## WHAT THE TASK REQUIRES
Rewrite the rows below with every "SHOULD" changed to "must" and everything else kept the same. Leave the pictures out of your version.

## GIVEN INFORMATION
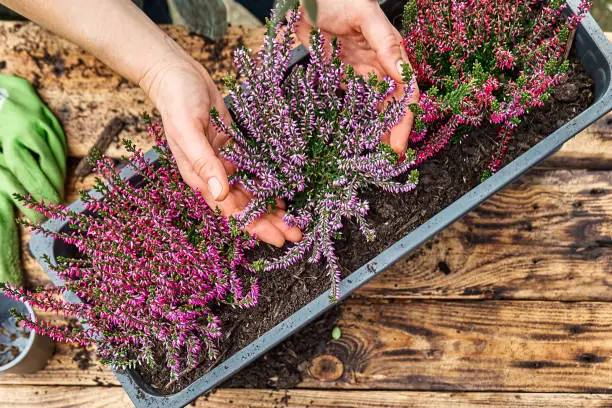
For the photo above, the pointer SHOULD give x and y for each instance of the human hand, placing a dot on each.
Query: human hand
(183, 92)
(368, 42)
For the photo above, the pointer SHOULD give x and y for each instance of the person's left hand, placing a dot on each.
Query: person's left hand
(368, 42)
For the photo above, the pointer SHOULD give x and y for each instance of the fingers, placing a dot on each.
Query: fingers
(400, 134)
(385, 40)
(292, 234)
(196, 156)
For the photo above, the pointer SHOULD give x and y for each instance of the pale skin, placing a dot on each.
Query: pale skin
(124, 38)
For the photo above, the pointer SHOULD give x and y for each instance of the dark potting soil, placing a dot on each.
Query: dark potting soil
(444, 178)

## ANSWER IN FULL
For the photo above, the pointer must give x and y for each instance of the human hand, placing a dot on each.
Query: human hand
(183, 92)
(368, 42)
For the photo above, the pointer must give x and y for each instance of the person's left hand, placing a dot on each.
Query: person's left hand
(368, 42)
For the photo above, the pointer must give x and y for each instance of the fingers, placing a dot on each.
Query: fingers
(400, 134)
(385, 40)
(292, 234)
(196, 156)
For the photo above, the pointer must give x and y for each instance of the pale skin, placing a dot on each.
Query: pale skin
(124, 38)
For the photo above, the pointer must give x and y for each instance of the dark potting soil, placing a dot on each.
Query: dark potting soil
(444, 178)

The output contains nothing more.